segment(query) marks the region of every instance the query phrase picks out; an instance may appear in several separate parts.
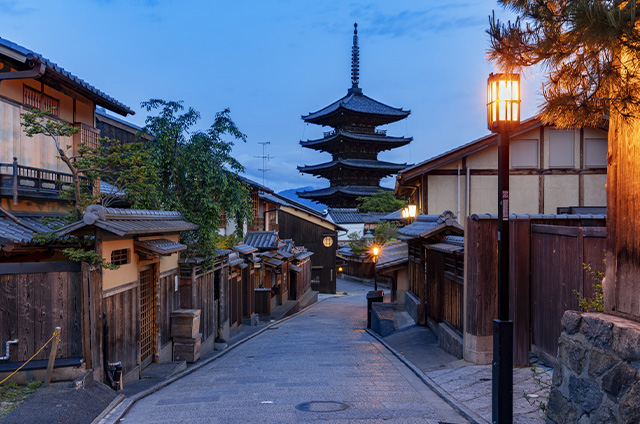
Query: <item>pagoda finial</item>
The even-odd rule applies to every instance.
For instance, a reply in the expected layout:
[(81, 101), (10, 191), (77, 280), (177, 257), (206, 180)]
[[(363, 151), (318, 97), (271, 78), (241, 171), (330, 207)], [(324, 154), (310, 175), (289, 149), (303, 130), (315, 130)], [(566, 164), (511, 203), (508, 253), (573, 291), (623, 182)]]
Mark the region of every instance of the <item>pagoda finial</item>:
[(351, 88), (358, 88), (360, 81), (360, 48), (358, 47), (358, 23), (353, 24), (353, 47), (351, 47)]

*-*-*

### [Stated task]
Swap "pagoda finial" for "temple spire" everywhere in the entries above and give them back otherwise unchanged, leaving out the pictures.

### [Complete output]
segment(query) marks the region of every instance the query phrase picks out; an instance may appear in several separate parts.
Query: <item>temple spire</item>
The even-odd rule applies to every instance.
For instance, a reply in the expected layout:
[(81, 101), (10, 191), (77, 280), (177, 257), (206, 180)]
[[(363, 151), (318, 97), (271, 78), (241, 171), (330, 207)], [(324, 154), (310, 175), (289, 149), (303, 130), (315, 130)], [(566, 164), (511, 203), (508, 253), (573, 291), (623, 182)]]
Mark the region of every instance of the <item>temple spire</item>:
[(351, 88), (358, 88), (360, 81), (360, 48), (358, 47), (358, 23), (353, 24), (353, 47), (351, 47)]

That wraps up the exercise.